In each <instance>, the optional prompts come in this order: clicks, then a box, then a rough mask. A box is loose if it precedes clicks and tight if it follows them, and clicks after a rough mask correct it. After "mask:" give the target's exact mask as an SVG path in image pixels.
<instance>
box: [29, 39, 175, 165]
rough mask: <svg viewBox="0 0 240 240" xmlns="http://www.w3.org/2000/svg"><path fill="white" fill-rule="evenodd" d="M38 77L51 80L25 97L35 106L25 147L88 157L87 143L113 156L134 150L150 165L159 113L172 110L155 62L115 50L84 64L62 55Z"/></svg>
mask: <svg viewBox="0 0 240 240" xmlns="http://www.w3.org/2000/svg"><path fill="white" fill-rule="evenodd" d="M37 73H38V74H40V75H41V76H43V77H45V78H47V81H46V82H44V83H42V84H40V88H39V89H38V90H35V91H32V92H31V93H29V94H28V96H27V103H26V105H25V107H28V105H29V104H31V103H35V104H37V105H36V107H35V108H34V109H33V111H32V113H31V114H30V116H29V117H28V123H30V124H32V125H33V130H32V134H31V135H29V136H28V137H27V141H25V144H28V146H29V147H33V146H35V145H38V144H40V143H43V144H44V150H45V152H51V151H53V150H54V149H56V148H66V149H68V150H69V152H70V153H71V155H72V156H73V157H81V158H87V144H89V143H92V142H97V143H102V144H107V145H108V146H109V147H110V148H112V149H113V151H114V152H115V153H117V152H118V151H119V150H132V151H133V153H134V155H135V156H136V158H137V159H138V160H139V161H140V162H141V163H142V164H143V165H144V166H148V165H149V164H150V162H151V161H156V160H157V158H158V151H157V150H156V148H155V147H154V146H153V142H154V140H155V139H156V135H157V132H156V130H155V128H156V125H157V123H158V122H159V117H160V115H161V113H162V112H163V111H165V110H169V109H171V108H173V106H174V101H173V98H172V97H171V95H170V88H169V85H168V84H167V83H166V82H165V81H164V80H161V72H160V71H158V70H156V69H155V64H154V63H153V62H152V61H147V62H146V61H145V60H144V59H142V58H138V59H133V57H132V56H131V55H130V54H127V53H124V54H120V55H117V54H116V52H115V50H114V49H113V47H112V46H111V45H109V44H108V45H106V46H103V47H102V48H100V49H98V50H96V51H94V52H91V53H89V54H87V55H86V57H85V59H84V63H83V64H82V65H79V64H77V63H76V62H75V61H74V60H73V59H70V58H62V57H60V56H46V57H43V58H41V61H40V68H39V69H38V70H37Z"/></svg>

• **Request**: Format the lines from the first one through the line containing "rough mask: <svg", both included, as a JSON list of strings with one string per line and no blank lines.

• **Response box**:
[
  "In each <instance>, the optional prompts come in this order: clicks, then a box, then a rough mask. A box is loose if it precedes clicks and tight if it follows them, and clicks after a rough mask correct it. After \"mask:\" give the target's exact mask as an SVG path in image pixels.",
  "<instance>",
  "box: [29, 39, 175, 165]",
  "rough mask: <svg viewBox=\"0 0 240 240\" xmlns=\"http://www.w3.org/2000/svg\"><path fill=\"white\" fill-rule=\"evenodd\" d=\"M38 77L51 80L25 97L35 106L25 147L88 157L87 143L113 156L134 150L150 165L159 113L172 110L155 62L115 50L84 64L62 55Z\"/></svg>"
]